━━━ Supplied information

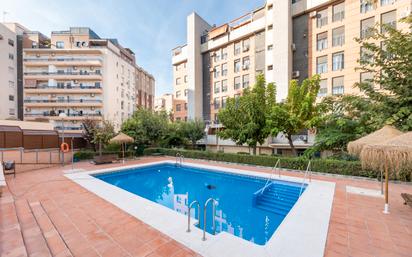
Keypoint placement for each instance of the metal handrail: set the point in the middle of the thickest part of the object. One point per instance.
(308, 170)
(204, 216)
(271, 175)
(188, 215)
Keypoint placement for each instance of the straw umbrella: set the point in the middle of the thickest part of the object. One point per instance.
(385, 133)
(122, 139)
(394, 154)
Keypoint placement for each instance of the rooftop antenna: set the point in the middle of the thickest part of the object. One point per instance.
(4, 16)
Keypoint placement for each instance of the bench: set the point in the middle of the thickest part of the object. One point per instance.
(104, 159)
(407, 198)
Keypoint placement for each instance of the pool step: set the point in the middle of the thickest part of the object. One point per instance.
(277, 198)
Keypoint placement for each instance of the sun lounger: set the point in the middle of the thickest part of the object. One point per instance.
(9, 168)
(407, 198)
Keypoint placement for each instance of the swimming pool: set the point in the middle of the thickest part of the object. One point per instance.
(245, 208)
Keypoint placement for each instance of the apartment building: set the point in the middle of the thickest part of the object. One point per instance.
(282, 40)
(77, 73)
(8, 74)
(333, 53)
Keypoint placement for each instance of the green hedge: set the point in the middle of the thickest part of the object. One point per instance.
(352, 168)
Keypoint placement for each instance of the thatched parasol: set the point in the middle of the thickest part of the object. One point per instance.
(122, 139)
(390, 155)
(383, 134)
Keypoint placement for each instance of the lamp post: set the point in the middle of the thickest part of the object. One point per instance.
(62, 115)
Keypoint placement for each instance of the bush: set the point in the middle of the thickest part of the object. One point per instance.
(352, 168)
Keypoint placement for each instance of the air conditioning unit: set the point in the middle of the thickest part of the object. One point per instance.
(295, 74)
(313, 14)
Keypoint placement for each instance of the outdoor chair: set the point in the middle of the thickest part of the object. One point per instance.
(9, 168)
(407, 198)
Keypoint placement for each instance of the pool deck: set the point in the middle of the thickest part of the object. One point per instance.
(50, 215)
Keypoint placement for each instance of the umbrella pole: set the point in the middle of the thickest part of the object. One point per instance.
(386, 209)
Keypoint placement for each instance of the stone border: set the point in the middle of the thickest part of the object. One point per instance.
(303, 232)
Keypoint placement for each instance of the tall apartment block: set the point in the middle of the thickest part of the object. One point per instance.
(8, 73)
(283, 40)
(84, 76)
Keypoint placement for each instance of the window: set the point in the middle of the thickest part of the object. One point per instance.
(236, 83)
(224, 85)
(216, 102)
(246, 81)
(224, 53)
(322, 41)
(338, 12)
(367, 27)
(224, 100)
(224, 69)
(216, 71)
(337, 61)
(323, 90)
(237, 48)
(216, 87)
(388, 19)
(366, 77)
(246, 45)
(59, 44)
(217, 56)
(387, 2)
(322, 64)
(366, 6)
(237, 66)
(338, 36)
(246, 63)
(337, 86)
(322, 18)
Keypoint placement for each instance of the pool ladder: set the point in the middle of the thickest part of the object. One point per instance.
(214, 203)
(179, 159)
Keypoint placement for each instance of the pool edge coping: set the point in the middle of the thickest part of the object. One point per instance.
(294, 226)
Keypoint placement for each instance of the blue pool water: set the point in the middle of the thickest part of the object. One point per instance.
(242, 210)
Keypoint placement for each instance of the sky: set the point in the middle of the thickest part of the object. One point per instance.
(150, 28)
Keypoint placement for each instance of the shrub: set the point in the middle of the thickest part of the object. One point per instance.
(352, 168)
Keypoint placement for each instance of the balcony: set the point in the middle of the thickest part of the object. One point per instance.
(64, 61)
(63, 103)
(70, 75)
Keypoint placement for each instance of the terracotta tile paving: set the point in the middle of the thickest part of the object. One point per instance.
(52, 216)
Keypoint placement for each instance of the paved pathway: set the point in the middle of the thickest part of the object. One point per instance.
(52, 216)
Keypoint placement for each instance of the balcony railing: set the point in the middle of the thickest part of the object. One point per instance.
(64, 73)
(62, 59)
(62, 101)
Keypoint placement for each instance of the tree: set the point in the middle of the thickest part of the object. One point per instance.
(387, 55)
(244, 118)
(193, 130)
(146, 127)
(298, 112)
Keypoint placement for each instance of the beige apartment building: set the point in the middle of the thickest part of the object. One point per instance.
(8, 73)
(77, 73)
(282, 40)
(333, 51)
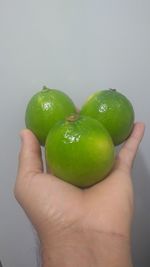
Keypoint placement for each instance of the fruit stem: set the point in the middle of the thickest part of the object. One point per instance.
(111, 89)
(73, 117)
(44, 87)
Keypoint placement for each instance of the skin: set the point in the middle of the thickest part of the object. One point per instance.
(88, 228)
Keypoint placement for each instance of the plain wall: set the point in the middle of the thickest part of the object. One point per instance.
(78, 47)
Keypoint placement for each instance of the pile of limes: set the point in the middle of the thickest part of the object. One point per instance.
(79, 145)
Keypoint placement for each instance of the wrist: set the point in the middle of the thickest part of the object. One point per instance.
(86, 250)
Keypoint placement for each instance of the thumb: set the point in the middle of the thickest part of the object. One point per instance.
(30, 158)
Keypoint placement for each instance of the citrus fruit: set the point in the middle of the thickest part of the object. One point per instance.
(79, 150)
(44, 109)
(113, 110)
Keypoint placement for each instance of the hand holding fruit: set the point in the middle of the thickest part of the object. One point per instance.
(78, 227)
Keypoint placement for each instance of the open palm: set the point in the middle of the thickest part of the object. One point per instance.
(54, 205)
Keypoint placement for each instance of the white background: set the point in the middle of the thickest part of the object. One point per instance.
(77, 46)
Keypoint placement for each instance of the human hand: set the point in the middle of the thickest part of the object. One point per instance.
(77, 227)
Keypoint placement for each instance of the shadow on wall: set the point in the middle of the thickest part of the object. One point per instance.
(141, 223)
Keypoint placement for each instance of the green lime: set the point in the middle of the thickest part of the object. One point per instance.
(79, 150)
(44, 109)
(113, 110)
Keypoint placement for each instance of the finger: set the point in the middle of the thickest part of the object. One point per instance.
(30, 158)
(128, 152)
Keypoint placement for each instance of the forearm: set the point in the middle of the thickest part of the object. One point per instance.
(96, 251)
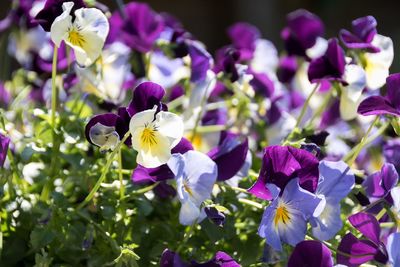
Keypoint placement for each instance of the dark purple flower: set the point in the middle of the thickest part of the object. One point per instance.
(282, 164)
(140, 29)
(229, 155)
(52, 9)
(379, 184)
(4, 143)
(329, 67)
(310, 253)
(244, 37)
(287, 69)
(381, 105)
(221, 259)
(362, 250)
(363, 32)
(143, 175)
(216, 216)
(302, 32)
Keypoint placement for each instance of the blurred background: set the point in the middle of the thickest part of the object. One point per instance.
(209, 19)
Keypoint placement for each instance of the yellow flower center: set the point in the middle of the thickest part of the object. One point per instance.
(76, 38)
(282, 215)
(148, 136)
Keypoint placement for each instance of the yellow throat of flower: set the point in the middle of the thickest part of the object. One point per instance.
(148, 136)
(282, 215)
(76, 38)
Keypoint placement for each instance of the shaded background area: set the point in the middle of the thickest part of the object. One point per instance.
(209, 19)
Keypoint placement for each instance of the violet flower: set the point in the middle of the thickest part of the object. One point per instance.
(302, 32)
(4, 143)
(362, 250)
(221, 259)
(52, 9)
(229, 155)
(285, 219)
(384, 105)
(280, 165)
(310, 253)
(363, 32)
(329, 67)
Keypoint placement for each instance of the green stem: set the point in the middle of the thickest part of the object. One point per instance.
(350, 159)
(305, 106)
(104, 173)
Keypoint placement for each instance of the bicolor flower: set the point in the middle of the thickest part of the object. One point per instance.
(154, 134)
(379, 184)
(310, 253)
(360, 251)
(393, 248)
(363, 32)
(4, 143)
(85, 34)
(384, 105)
(285, 219)
(221, 259)
(280, 165)
(302, 32)
(195, 175)
(335, 181)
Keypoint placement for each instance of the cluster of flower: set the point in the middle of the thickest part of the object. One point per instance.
(201, 125)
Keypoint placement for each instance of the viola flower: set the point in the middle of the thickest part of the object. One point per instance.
(329, 67)
(52, 9)
(86, 34)
(380, 105)
(335, 182)
(280, 165)
(379, 184)
(363, 32)
(154, 134)
(229, 155)
(195, 175)
(302, 33)
(221, 259)
(310, 253)
(393, 248)
(4, 143)
(285, 219)
(362, 250)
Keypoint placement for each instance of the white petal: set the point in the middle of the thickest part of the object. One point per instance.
(189, 213)
(60, 26)
(171, 126)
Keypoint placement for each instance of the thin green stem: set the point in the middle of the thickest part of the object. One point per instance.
(351, 158)
(104, 173)
(305, 106)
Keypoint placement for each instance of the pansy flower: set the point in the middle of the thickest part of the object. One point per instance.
(310, 253)
(154, 134)
(221, 259)
(85, 34)
(195, 175)
(384, 105)
(335, 181)
(4, 143)
(280, 165)
(358, 251)
(363, 32)
(285, 219)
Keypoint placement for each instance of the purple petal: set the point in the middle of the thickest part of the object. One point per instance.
(145, 96)
(377, 105)
(312, 254)
(367, 225)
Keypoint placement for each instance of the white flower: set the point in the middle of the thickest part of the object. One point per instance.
(86, 34)
(154, 135)
(351, 95)
(377, 64)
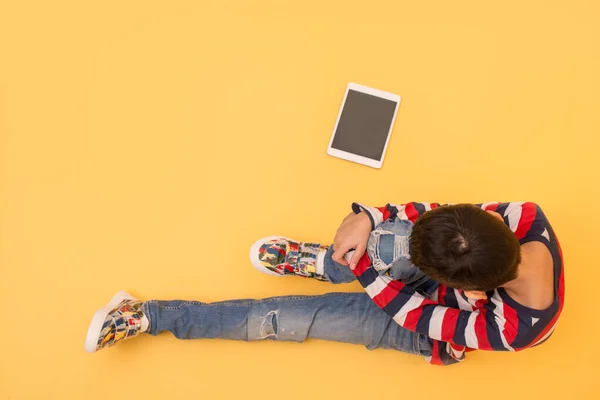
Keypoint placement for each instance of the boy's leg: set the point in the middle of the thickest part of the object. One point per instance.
(341, 317)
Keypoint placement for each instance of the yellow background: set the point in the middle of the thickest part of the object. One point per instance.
(145, 145)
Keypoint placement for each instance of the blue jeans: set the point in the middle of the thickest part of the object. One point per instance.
(340, 317)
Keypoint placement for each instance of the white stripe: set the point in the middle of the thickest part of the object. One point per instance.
(376, 287)
(413, 303)
(470, 336)
(373, 212)
(472, 302)
(453, 352)
(435, 323)
(546, 235)
(484, 205)
(462, 303)
(546, 336)
(513, 211)
(500, 320)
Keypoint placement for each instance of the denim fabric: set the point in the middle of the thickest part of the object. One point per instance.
(341, 317)
(388, 250)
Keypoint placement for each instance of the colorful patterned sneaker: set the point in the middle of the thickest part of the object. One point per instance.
(276, 255)
(121, 319)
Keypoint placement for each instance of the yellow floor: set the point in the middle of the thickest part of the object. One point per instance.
(145, 145)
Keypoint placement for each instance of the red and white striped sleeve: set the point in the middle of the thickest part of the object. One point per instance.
(485, 329)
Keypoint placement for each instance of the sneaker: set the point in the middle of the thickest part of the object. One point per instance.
(279, 256)
(121, 319)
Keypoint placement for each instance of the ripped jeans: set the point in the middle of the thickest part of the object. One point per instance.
(340, 317)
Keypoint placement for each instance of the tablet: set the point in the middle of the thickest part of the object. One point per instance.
(364, 124)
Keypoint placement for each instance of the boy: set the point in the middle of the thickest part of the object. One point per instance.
(438, 281)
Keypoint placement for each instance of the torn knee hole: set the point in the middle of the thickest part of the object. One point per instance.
(268, 327)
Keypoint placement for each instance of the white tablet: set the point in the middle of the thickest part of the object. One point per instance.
(364, 124)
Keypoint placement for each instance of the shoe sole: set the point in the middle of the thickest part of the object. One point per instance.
(254, 255)
(91, 340)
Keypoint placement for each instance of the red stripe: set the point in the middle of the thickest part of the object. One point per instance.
(528, 212)
(481, 331)
(411, 212)
(511, 326)
(435, 354)
(442, 294)
(449, 324)
(388, 293)
(384, 210)
(412, 318)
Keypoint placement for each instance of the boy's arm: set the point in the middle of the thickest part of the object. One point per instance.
(409, 211)
(481, 329)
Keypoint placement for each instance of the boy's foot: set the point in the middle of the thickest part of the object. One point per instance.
(122, 318)
(276, 255)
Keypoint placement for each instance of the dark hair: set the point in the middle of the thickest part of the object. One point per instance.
(465, 247)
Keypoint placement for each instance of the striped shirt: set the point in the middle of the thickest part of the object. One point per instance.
(454, 322)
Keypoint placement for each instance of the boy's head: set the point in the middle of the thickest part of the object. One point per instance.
(466, 248)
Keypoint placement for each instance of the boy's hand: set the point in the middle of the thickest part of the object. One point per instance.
(353, 233)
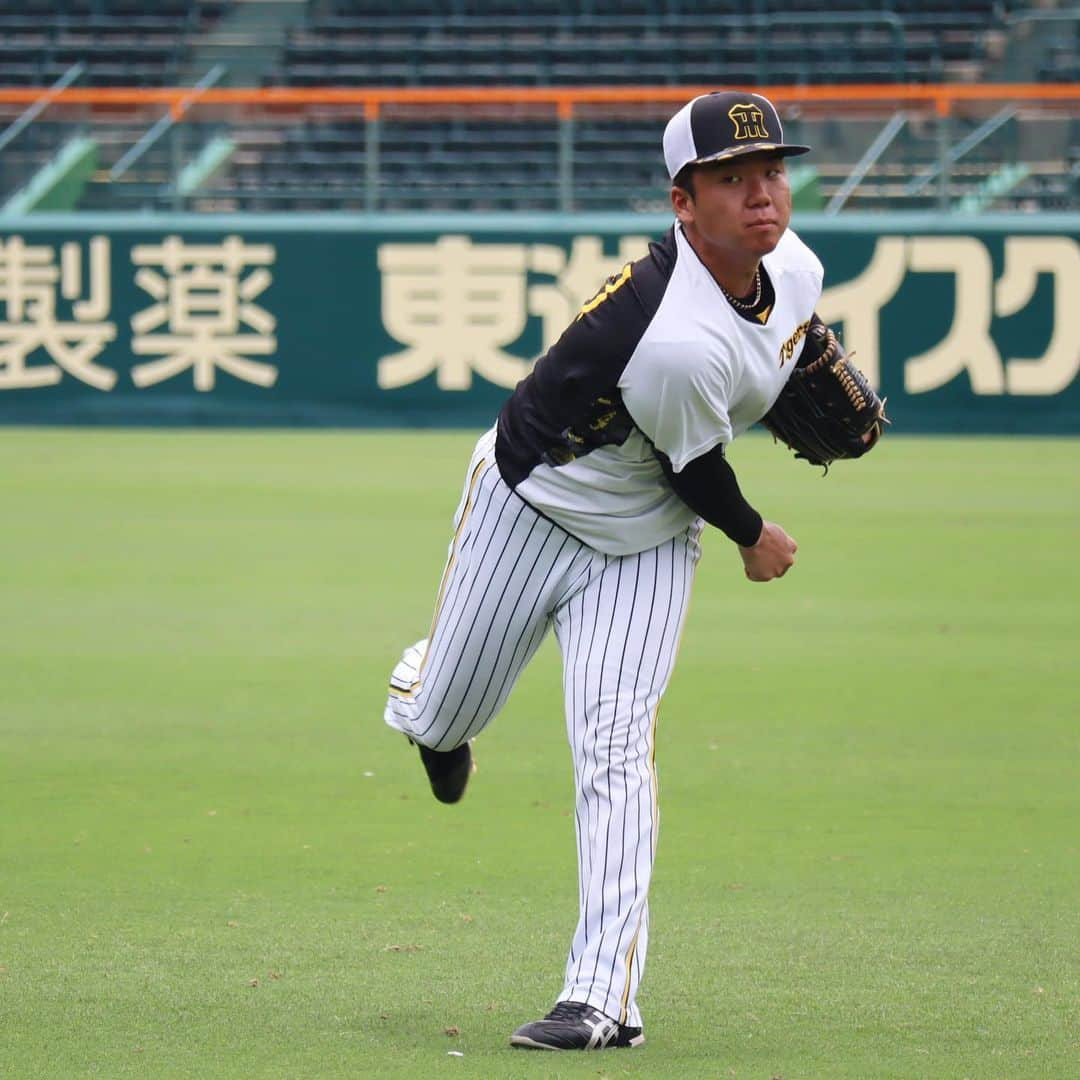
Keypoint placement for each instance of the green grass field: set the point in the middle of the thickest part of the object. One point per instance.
(215, 861)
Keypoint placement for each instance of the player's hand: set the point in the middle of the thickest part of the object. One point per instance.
(772, 556)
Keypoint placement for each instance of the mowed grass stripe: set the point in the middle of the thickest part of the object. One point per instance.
(215, 860)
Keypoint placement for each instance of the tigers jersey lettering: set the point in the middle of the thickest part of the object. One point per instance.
(656, 361)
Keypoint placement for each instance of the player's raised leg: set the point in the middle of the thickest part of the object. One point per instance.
(505, 569)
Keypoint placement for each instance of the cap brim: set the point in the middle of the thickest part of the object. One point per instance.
(782, 149)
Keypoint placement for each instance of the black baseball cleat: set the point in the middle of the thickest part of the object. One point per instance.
(572, 1025)
(447, 770)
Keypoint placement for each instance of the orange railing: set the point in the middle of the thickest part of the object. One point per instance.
(943, 98)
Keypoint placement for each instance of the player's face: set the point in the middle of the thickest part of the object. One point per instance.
(739, 208)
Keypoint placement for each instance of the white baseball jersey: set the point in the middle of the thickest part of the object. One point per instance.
(567, 522)
(658, 359)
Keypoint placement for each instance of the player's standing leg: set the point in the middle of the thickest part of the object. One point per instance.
(507, 569)
(619, 635)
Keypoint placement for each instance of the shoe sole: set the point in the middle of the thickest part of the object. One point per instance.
(448, 780)
(524, 1042)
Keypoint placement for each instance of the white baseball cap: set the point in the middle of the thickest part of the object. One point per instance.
(726, 123)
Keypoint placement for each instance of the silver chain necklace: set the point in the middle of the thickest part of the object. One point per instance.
(744, 305)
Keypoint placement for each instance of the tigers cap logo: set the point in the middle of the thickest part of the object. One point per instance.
(725, 123)
(748, 121)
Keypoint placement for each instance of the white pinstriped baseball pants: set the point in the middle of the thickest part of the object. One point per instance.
(511, 574)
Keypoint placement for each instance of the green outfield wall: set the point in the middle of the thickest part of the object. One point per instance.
(967, 324)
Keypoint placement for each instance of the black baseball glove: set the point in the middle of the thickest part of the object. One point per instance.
(827, 409)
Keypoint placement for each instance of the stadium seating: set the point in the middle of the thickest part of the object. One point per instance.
(454, 161)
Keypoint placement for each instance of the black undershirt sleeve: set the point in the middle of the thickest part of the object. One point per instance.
(707, 485)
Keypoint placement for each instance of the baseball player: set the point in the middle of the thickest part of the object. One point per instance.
(581, 513)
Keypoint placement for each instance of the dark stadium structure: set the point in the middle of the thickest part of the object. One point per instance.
(526, 157)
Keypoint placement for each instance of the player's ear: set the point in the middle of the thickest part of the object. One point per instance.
(683, 204)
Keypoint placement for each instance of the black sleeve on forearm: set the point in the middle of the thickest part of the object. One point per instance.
(707, 485)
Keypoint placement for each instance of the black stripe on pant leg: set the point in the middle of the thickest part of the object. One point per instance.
(512, 665)
(467, 605)
(596, 738)
(582, 718)
(458, 596)
(509, 620)
(631, 728)
(630, 618)
(485, 623)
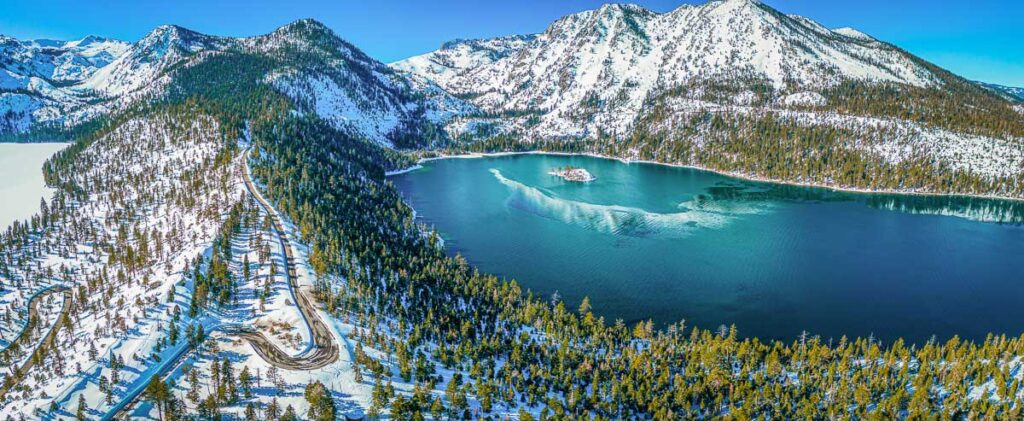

━━━━━━

Gather every line from the entries above that contains the string "sneaker". Case counts, so a line matches only if its letters have the same uppercase and lowercase.

Keypoint placement for each instance of the colorful patterned sneaker: set the point in the middle of the thickest part of the object. One point per instance.
Keypoint placement for each instance of the sneaker: set the point in the middle of the thickest part of the object. One point per instance.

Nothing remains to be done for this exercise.